Goal:
List every line in the records that contains the word "glass".
= = = = = = =
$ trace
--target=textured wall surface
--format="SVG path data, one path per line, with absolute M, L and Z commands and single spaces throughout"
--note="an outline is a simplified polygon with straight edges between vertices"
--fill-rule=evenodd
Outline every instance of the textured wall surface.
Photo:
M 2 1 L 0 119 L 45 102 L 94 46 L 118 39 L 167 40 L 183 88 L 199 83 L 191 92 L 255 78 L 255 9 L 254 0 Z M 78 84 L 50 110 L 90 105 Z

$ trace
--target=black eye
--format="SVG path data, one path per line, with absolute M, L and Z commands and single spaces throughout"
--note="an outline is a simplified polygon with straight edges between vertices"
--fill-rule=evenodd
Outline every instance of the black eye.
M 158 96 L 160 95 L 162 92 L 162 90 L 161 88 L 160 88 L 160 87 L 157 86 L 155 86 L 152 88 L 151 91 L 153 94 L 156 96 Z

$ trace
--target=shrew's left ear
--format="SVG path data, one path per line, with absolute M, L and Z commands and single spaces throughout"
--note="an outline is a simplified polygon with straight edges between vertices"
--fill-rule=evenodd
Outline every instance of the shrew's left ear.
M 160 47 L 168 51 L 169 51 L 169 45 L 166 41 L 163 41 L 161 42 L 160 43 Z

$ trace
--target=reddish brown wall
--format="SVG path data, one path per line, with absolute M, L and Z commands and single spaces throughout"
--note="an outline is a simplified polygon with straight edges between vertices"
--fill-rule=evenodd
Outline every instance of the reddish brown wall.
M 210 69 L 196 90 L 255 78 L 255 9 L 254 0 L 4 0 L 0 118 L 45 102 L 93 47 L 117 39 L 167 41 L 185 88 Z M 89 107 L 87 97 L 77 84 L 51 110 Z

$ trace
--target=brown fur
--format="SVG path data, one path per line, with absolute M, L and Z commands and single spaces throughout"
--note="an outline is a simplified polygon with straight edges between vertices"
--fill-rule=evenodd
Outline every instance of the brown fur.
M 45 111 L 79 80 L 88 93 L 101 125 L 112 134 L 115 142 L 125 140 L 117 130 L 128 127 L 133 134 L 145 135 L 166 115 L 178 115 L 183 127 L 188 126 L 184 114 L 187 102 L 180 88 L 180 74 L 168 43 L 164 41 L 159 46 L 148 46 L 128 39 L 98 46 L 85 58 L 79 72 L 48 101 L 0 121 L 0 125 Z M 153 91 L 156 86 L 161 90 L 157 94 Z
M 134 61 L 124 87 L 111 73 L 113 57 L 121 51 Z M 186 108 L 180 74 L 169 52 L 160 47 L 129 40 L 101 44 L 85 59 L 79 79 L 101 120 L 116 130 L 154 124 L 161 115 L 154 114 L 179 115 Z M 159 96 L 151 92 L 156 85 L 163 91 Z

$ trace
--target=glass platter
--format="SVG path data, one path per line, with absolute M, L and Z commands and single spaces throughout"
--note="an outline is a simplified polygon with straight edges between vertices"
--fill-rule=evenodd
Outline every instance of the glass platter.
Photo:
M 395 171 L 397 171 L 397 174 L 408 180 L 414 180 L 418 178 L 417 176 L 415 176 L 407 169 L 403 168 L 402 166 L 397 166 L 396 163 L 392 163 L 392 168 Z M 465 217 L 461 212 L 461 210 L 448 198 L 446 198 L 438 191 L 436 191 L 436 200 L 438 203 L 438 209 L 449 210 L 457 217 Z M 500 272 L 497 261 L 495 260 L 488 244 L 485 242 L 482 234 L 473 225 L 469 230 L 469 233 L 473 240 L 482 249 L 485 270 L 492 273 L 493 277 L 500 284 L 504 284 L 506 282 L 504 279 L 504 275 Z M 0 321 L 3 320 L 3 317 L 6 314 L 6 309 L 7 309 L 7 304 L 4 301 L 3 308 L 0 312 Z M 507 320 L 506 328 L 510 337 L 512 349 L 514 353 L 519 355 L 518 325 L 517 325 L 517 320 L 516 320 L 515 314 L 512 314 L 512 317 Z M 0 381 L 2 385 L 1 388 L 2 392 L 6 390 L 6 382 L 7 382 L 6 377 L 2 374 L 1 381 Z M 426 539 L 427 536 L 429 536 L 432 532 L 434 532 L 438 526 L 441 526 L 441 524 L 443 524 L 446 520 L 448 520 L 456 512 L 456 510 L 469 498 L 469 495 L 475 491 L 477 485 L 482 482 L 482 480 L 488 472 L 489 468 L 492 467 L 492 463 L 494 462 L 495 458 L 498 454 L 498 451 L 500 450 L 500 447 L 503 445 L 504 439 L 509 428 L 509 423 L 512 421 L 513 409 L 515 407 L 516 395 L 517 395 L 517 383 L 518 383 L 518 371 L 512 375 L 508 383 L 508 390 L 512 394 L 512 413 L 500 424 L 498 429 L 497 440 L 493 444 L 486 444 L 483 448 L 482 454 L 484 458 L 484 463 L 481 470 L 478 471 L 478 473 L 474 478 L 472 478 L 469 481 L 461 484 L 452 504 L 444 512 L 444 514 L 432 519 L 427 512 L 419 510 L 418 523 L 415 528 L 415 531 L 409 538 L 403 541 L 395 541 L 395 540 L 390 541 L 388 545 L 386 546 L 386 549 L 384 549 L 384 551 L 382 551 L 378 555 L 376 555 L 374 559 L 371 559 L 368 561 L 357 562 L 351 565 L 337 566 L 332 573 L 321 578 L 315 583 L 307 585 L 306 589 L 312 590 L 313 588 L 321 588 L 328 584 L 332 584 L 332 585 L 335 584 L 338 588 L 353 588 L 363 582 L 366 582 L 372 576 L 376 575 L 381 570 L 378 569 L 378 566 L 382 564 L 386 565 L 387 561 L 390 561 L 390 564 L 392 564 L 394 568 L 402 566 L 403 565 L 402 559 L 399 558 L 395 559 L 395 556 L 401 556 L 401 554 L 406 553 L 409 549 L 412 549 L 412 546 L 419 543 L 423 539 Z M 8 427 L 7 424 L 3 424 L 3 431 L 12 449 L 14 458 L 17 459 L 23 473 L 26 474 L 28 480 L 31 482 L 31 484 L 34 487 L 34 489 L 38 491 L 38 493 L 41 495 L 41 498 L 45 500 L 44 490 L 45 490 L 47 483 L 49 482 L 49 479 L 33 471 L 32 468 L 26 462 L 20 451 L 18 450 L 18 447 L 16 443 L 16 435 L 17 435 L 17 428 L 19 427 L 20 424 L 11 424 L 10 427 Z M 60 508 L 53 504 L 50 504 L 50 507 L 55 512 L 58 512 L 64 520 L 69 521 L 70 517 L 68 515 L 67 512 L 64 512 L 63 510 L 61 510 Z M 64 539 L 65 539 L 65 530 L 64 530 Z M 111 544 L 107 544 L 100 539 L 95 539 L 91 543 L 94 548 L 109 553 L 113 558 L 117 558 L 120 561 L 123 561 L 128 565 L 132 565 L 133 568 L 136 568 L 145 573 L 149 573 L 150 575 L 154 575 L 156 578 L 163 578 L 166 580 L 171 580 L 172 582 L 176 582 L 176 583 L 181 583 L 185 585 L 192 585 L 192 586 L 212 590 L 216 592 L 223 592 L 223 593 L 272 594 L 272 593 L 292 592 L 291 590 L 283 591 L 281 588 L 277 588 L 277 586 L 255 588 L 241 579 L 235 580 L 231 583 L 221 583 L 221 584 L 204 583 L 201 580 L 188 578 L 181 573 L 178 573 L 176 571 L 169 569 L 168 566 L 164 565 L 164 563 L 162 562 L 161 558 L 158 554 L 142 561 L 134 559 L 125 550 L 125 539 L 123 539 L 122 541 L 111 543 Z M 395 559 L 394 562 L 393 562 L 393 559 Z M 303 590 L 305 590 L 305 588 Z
= = = = = = =
Written solution:
--target=glass platter
Outline every instance of the glass platter.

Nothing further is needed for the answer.